## Start Text segment
Edward Norton Press Conference
Scott McKenzie goes down to London to hear what Edward Norton has to say...
You can read my review of the UK region 2 DVD release of The Illusionist here.
The Painted Veil
You can read my review of the US region 1 DVD release of The Painted Veil here.
Following the screenings, I jumped in a taxi and headed for the Dorchester hotel, the venue for the press conference. When the taxi stopped at traffic lights, I saw something that would have made a pretty cool shot for the article. Unfortunately, before I could get my camera out and take a picture of a poster advertising The Illusionist next to a London bus, the lights changed and the chance was lost.
Lesson learned #1: keep your camera ready at all times.
I made my way past the Lamborghinis and Bentleys at the front of the Dorchester and found someone inside from Momentum pictures. She pointed me in the direction of the Crystal room, which was found down the end of the hotel lounge where many young well-to-dos were sipping high tea with Mater and Pater. You may notice that there aren’t any photos of Edward Norton or John Curran in this article. I heard murmurings that only bona fide photographers could take pictures so I thought it best not to trifle with the famous Norton temper.
## End Text segment
## Start Supplied records
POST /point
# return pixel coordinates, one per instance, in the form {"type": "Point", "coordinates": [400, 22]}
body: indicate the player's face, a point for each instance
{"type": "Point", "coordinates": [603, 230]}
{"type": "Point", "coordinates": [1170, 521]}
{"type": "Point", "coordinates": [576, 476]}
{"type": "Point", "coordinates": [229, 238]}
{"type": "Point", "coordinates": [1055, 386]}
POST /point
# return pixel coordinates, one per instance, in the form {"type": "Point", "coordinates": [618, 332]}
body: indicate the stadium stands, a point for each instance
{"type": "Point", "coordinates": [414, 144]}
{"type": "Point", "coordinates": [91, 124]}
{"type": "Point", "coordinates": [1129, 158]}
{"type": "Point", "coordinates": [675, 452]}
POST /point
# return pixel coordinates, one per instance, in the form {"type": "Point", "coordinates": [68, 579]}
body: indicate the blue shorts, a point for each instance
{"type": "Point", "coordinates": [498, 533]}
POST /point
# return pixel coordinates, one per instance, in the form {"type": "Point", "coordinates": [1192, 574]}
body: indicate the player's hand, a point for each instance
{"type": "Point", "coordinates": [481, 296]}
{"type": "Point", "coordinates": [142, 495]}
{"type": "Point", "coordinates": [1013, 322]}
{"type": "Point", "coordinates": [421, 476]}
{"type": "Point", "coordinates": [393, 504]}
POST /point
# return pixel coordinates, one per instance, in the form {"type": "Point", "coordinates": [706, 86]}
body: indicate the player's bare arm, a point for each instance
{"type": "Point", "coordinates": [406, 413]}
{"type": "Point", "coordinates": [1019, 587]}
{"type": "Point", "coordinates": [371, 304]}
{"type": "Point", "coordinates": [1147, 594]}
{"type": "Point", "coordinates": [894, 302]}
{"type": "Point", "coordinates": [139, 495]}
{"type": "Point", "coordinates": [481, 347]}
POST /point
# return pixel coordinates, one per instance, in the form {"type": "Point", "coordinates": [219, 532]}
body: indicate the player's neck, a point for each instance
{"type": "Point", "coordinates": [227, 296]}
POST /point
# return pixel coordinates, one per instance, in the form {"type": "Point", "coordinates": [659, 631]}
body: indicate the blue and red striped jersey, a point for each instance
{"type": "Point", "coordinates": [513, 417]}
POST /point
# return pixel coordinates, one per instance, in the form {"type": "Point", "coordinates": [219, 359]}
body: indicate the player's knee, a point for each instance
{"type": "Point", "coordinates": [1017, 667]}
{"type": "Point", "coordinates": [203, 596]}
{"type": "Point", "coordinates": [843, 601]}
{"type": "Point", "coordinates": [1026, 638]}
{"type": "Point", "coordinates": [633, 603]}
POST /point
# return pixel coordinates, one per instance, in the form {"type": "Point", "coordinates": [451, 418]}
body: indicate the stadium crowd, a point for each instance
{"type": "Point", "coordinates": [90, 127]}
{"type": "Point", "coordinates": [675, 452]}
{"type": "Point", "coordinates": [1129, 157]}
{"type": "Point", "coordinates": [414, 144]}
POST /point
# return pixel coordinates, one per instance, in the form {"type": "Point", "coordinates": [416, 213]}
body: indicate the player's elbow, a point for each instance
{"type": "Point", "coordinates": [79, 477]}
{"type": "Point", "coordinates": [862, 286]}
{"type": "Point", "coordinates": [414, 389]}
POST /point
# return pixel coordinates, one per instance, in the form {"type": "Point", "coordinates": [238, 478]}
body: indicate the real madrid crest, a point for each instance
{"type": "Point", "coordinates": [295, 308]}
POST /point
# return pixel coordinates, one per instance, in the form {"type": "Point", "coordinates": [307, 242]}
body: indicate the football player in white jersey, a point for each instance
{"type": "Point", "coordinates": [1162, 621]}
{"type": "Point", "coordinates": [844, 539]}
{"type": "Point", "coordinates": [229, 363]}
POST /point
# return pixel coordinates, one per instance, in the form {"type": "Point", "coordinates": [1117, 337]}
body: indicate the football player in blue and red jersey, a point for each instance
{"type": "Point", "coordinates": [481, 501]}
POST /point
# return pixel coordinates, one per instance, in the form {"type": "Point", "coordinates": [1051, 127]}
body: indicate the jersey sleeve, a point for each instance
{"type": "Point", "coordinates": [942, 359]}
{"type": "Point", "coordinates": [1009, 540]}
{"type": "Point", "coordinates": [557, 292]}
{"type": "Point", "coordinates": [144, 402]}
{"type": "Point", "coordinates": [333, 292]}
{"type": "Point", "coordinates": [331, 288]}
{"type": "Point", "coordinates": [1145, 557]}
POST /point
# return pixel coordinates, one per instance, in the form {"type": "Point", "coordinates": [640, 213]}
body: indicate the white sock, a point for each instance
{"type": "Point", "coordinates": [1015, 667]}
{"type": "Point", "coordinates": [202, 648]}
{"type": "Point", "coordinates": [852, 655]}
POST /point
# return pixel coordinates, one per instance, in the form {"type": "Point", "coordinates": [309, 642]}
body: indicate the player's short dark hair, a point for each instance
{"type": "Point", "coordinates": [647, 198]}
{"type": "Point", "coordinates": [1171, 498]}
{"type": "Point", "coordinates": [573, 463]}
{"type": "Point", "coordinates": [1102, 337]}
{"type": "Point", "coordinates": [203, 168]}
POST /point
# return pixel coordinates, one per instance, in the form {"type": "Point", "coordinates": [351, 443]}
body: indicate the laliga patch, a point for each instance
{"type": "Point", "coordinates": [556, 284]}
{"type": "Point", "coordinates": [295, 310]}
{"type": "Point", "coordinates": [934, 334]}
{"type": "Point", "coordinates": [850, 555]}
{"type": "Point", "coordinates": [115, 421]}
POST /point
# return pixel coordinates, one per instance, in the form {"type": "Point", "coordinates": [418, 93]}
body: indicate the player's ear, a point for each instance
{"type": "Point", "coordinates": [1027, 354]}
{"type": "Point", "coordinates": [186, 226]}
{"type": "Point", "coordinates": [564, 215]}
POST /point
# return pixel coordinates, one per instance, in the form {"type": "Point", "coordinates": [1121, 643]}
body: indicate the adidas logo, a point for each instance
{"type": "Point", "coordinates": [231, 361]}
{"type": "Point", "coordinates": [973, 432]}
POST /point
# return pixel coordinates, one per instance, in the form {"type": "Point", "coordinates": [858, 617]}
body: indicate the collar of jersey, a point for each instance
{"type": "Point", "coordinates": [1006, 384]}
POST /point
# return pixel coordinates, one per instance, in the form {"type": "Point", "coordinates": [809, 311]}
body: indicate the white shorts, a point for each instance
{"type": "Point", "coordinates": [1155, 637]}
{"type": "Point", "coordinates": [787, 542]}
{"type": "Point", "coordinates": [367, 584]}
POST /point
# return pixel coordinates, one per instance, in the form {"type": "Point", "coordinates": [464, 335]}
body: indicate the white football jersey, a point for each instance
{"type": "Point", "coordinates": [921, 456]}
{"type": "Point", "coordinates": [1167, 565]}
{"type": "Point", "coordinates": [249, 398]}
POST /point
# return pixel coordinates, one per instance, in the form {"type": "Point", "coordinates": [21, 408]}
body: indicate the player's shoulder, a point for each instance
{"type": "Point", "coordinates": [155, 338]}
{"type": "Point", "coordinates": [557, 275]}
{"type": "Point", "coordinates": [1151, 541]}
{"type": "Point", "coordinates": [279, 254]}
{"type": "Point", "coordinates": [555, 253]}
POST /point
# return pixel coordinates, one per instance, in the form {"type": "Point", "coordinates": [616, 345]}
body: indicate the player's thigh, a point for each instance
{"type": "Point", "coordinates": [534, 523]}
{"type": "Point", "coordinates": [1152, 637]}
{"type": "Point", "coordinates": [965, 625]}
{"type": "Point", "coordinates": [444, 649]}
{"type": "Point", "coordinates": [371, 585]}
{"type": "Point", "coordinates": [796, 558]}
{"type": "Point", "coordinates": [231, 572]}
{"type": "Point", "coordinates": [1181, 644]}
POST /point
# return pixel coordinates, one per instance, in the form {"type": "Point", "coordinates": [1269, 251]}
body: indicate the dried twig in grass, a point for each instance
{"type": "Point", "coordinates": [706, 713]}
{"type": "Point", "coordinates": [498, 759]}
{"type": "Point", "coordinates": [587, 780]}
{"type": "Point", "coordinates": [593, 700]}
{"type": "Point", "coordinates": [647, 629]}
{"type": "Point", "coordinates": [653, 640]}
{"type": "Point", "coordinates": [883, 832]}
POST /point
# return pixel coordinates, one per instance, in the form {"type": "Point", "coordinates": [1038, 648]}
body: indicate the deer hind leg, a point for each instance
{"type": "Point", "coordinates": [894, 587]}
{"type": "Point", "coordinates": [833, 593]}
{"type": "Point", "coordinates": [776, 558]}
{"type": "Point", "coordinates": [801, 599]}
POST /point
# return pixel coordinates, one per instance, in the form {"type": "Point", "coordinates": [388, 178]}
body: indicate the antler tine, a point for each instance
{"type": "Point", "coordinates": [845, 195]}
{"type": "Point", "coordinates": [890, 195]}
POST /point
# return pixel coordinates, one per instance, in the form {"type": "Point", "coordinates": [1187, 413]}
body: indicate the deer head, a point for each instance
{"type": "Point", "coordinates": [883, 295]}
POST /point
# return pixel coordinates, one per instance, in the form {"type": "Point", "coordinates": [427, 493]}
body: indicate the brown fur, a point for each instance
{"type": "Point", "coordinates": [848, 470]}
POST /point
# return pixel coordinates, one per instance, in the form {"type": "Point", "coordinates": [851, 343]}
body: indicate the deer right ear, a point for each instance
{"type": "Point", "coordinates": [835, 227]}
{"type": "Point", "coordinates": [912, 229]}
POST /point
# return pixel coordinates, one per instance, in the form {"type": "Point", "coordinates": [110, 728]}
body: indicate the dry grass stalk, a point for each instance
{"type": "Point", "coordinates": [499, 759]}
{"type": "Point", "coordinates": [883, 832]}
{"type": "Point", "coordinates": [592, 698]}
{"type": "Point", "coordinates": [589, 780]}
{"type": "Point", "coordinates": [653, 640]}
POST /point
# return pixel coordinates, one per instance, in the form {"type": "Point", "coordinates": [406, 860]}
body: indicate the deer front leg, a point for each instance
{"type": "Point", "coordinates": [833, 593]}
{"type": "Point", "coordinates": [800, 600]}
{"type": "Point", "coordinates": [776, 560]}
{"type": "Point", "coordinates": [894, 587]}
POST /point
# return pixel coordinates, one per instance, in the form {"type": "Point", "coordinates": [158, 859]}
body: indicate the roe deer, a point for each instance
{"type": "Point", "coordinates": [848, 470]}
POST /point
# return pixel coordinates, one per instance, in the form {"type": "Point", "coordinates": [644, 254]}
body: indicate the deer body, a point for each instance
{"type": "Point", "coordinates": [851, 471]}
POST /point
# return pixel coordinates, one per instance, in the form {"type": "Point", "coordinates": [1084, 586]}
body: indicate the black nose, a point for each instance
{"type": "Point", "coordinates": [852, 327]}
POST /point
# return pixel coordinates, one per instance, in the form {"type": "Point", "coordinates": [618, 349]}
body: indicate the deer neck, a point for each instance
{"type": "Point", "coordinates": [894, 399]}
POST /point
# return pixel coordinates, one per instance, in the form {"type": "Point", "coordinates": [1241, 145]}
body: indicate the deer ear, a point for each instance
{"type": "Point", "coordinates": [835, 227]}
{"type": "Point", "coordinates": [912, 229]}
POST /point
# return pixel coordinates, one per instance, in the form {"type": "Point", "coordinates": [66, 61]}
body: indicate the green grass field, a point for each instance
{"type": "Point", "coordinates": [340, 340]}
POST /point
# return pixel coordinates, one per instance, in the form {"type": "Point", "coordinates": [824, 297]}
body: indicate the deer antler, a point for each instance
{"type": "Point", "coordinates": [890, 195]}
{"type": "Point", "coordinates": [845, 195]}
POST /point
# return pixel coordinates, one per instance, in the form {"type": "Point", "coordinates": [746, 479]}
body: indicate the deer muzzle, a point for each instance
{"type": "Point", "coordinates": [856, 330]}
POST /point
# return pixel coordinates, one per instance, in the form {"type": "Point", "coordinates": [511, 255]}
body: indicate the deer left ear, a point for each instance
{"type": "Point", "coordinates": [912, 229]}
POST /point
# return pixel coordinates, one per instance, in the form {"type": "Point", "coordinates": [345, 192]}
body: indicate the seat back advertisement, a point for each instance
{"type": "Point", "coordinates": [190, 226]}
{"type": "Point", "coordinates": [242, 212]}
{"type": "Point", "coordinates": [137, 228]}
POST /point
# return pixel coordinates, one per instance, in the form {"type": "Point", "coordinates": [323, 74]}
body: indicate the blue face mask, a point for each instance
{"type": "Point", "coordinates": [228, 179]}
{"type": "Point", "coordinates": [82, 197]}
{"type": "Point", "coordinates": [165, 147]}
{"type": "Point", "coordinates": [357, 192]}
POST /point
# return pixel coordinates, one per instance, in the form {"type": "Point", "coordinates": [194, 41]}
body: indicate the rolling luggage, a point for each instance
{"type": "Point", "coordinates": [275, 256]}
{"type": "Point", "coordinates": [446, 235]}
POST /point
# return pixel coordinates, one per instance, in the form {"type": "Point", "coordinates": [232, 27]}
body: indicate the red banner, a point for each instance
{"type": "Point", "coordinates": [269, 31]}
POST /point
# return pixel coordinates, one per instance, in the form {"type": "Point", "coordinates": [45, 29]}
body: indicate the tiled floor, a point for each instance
## End Supplied records
Copy out everything in the press conference piece from "Edward Norton Press" down to "Painted Veil here.". Work only from the Edward Norton press conference piece, not from the listing.

## Exercise answer
Edward Norton Press Conference
Scott McKenzie goes down to London to hear what Edward Norton has to say...
You can read my review of the UK region 2 DVD release of The Illusionist here.
The Painted Veil
You can read my review of the US region 1 DVD release of The Painted Veil here.